[TASK INSTRUCTIONS]:
Copy every line from the one containing "Mark every instance of the woman's" through the last line of the records below, both included, and nothing else.

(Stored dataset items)
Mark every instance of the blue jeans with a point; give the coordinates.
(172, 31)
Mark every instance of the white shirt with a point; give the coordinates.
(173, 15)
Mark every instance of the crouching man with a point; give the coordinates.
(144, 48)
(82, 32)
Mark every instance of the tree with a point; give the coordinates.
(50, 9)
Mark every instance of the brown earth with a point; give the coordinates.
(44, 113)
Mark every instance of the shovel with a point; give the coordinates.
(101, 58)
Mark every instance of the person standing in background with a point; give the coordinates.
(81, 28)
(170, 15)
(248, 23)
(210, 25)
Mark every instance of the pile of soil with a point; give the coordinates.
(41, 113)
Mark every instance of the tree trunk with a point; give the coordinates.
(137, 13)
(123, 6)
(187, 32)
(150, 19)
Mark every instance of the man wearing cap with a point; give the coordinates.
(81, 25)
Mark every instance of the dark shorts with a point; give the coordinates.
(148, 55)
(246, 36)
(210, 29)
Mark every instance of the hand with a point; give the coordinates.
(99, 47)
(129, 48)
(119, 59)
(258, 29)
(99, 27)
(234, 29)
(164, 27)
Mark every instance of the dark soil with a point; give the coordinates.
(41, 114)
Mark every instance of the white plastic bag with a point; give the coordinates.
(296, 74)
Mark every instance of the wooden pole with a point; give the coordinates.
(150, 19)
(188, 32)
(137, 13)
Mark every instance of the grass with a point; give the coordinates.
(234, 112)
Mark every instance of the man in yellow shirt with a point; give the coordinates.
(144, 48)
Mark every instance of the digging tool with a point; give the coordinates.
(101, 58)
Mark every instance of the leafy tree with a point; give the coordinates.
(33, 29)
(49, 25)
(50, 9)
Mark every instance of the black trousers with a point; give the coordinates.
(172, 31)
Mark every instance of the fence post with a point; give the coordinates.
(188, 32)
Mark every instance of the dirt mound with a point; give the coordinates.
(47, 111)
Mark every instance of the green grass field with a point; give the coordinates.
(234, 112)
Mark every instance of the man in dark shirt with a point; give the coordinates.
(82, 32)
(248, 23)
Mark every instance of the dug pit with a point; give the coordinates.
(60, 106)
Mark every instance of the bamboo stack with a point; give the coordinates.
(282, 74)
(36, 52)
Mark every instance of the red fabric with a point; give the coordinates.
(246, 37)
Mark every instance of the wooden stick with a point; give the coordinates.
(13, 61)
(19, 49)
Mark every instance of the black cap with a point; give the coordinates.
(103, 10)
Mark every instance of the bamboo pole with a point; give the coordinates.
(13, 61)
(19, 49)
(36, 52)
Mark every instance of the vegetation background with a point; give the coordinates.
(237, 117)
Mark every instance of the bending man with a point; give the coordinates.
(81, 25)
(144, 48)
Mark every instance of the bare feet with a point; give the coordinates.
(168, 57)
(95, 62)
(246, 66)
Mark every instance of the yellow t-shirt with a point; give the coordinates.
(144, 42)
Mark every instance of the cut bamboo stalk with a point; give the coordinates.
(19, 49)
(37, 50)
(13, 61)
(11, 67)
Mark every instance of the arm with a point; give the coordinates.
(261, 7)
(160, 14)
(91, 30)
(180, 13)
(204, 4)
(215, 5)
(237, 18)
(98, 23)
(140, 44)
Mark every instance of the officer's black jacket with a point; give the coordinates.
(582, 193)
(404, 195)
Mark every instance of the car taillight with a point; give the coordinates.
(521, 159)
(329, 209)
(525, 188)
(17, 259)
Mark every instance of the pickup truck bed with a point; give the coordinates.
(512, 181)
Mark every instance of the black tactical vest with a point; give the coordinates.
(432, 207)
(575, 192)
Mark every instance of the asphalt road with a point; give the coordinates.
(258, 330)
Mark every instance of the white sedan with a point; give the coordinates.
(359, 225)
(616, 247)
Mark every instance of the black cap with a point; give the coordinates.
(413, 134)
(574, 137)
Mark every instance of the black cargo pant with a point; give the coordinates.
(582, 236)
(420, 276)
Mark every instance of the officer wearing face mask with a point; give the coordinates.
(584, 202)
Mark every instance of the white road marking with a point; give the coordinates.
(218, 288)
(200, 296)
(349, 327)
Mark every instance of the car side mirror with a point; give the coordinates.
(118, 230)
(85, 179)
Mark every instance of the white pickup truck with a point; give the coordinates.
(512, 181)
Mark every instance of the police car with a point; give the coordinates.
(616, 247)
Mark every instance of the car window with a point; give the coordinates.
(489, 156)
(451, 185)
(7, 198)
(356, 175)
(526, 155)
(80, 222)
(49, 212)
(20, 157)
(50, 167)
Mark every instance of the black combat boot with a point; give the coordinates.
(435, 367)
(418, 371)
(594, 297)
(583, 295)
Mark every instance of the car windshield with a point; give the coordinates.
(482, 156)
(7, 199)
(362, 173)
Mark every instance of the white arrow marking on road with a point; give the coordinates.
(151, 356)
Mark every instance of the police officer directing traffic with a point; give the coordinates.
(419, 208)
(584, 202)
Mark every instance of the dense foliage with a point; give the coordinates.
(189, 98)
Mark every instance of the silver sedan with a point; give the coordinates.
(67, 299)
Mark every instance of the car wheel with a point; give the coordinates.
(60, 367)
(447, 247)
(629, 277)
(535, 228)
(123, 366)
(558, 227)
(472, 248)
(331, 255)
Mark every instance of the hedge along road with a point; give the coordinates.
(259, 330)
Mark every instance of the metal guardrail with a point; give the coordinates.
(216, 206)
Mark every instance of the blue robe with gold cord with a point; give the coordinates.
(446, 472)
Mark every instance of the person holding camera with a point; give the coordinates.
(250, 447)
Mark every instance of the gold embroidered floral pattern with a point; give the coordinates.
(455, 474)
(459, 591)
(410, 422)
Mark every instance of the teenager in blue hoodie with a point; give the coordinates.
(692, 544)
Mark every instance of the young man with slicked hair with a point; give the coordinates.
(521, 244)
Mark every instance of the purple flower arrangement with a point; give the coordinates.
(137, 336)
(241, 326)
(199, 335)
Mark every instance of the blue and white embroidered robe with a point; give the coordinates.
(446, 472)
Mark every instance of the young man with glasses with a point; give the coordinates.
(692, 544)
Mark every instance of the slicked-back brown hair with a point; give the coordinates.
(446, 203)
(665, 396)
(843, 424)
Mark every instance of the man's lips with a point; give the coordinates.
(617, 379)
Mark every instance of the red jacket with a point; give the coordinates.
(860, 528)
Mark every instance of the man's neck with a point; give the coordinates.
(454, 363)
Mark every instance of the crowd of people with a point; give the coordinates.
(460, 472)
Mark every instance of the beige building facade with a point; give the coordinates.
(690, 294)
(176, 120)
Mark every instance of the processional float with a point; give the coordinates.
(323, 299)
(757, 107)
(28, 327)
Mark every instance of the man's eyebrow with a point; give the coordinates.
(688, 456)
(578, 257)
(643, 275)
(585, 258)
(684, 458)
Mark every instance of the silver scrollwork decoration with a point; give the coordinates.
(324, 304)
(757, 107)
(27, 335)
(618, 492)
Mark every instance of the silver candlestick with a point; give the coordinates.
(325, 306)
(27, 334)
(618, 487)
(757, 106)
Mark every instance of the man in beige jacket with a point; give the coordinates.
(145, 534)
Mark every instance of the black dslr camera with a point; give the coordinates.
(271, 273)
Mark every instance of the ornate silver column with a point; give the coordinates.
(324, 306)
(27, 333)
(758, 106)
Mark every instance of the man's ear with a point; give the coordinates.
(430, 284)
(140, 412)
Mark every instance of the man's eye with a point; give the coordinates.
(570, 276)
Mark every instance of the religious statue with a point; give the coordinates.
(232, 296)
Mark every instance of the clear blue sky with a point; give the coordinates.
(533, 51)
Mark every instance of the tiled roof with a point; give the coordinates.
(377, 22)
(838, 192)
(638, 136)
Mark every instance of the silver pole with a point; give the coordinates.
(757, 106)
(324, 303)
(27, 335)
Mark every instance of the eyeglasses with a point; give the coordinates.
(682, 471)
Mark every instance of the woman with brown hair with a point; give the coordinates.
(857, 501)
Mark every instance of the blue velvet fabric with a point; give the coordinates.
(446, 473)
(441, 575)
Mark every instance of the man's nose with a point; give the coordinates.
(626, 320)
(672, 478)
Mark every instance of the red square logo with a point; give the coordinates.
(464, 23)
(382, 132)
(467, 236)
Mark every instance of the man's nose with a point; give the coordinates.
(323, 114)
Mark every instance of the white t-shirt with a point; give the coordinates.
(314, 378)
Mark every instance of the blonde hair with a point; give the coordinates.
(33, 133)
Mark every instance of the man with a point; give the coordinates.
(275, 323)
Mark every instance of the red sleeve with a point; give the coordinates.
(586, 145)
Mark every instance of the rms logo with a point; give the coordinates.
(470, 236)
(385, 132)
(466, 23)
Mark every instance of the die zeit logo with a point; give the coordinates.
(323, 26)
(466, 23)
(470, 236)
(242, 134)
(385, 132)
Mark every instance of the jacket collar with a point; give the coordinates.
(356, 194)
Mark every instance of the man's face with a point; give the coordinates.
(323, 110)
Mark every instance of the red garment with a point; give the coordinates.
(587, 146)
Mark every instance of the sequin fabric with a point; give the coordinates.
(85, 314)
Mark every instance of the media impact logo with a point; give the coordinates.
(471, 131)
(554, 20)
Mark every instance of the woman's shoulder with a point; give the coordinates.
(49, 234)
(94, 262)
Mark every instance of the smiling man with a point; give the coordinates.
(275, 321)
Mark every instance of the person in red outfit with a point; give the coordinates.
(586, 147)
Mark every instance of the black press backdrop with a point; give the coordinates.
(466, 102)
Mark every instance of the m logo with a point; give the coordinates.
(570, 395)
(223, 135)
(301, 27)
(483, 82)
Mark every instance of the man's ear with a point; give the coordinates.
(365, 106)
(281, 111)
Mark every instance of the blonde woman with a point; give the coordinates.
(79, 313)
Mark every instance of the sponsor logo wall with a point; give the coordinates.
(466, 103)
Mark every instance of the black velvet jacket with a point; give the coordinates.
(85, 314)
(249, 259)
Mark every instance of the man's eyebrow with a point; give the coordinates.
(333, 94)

[YOUR SOLUTION]:
Mark every instance of the woman's shoulder with a point; give the coordinates.
(49, 234)
(94, 262)
Mark every instance of the smiling man with a point; give the coordinates.
(275, 321)
Mark every instance of the person in red outfit with a point; give the coordinates.
(586, 147)
Mark every instance of the black press backdrop with a point; give the coordinates.
(466, 102)
Mark every instance of the m logo with a point; give the coordinates.
(570, 395)
(223, 135)
(301, 27)
(483, 82)
Mark every instance of the man's ear with a point; give the coordinates.
(365, 106)
(281, 111)
Mark every instance of the blonde woman with a point; give the coordinates.
(79, 313)
Mark every instance of the sponsor logo wall with a point; give the coordinates.
(466, 103)
Mark every instance of the black velvet jacket with a point; give the coordinates.
(85, 314)
(249, 259)
Mark every instance of the man's eyebrow with a point; give the coordinates.
(333, 94)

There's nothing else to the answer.